WHAT YOU WILL DO: Transcribe each record below character for character.

TASK INPUTS:
************

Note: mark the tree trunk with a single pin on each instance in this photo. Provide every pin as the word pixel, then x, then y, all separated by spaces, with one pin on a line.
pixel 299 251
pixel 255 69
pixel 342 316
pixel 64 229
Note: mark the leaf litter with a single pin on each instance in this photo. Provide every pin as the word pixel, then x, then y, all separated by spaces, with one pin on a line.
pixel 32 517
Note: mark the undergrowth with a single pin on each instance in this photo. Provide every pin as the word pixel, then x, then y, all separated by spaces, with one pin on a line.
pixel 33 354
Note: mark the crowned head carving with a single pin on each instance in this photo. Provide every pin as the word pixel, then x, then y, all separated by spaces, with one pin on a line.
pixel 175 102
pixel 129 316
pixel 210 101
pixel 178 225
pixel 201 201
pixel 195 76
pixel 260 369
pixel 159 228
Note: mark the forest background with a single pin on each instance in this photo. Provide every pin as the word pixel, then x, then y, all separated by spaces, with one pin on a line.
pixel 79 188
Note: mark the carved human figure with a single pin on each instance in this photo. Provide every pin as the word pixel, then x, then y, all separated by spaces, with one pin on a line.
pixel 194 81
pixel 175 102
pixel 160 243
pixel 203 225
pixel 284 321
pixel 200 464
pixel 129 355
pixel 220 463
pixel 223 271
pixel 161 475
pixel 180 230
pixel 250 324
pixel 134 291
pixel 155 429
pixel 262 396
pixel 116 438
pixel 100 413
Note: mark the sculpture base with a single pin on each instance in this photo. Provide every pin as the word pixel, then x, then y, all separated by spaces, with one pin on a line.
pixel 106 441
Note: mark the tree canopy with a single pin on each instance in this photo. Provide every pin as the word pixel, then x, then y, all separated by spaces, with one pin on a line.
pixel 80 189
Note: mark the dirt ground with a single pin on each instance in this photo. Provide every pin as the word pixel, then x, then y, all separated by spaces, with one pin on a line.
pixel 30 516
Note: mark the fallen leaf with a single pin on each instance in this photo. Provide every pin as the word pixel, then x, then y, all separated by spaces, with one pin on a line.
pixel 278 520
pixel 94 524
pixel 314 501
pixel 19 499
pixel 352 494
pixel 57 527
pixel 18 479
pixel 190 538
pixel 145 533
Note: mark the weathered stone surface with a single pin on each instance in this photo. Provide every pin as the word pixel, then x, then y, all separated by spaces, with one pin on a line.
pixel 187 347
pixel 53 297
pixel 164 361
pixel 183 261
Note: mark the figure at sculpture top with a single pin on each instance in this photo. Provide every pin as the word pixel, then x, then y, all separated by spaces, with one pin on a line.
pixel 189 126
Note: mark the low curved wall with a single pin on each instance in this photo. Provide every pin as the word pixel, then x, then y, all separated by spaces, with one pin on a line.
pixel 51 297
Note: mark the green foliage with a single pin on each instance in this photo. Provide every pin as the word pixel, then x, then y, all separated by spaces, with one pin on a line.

************

EXERCISE SOLUTION:
Note: mark the tree trunk with a single pin on each instance in this photo. Provide every pin as the word pixel, then x, then y, all separated by spaces, with one pin on a line.
pixel 299 251
pixel 255 69
pixel 342 316
pixel 64 229
Note: mark the leaf litter with a single pin on each instance in this photo. Provide every pin as the word pixel, then x, then y, all separated by spaces, with one pin on a line.
pixel 32 517
Note: mark the undergrowth with a single pin on each instance in this photo. Provide every pin as the word pixel, then x, then y, all separated by spaces, with one pin on a line.
pixel 33 354
Note: mark the crowned head carving with a single pin on each instance in this photo. Provide every pin as the word pixel, then x, then y, all separated by spaces, with one pin on a line.
pixel 175 102
pixel 129 316
pixel 210 101
pixel 178 225
pixel 201 201
pixel 195 76
pixel 260 369
pixel 159 228
Note: mark the forest background with a single pin on each instance in this photo. Provide every pin as the word pixel, then x, then y, all separated by spaces, with one pin on a line.
pixel 79 188
Note: mark the carved human figure with a single pin on each instance in this photo. Provide every pin as the word pixel, then x, then y, all separated by spaces, with one pin on a line.
pixel 194 81
pixel 175 102
pixel 160 243
pixel 203 225
pixel 284 321
pixel 200 464
pixel 129 355
pixel 220 463
pixel 223 271
pixel 161 475
pixel 180 230
pixel 250 324
pixel 134 291
pixel 155 429
pixel 262 396
pixel 116 438
pixel 100 413
Note: mark the sculpture base with a single pin on each instance in this photo. Provide every pin as the word pixel, then x, then y, all separated by spaces, with one pin on a line.
pixel 106 441
Note: mark the tree canopy with a single pin on each instance in this photo. Provide every pin as the word pixel, then x, then y, all separated by spaces, with one pin on a line.
pixel 80 189
Note: mark the dirt ground with a single pin on each instance in this photo. Provide every pin as the word pixel, then x, then y, all separated by spaces, with one pin on a line.
pixel 30 516
Note: mark the fallen leaf with a single pin on each instance in this photo. Provide every pin as the word pixel, then x, then y, all separated by spaces, with one pin on a line.
pixel 278 520
pixel 94 524
pixel 314 501
pixel 19 499
pixel 352 494
pixel 57 527
pixel 18 479
pixel 190 538
pixel 145 533
Note: mark the weathered stone surface with a single pin on each instance in this photo. Provide every pin as the word pixel, then x, then y, all separated by spaces, with one pin on a line.
pixel 187 347
pixel 53 297
pixel 164 361
pixel 183 261
Note: mark the figure at sculpture top with a single pin on each instance in this photo. Provide every pin as the word pixel, then x, then y, all separated by spaces, with one pin on a line.
pixel 189 126
Note: mark the low curved wall with a single pin on each instance in this photo. Provide every pin as the word pixel, then x, then y, all separated by spaces, with one pin on a line.
pixel 51 297
Note: mark the green foliage with a single pin on each instance in this photo. Provide every pin as the word pixel, then x, then y, all separated by spaces, with one pin on a line.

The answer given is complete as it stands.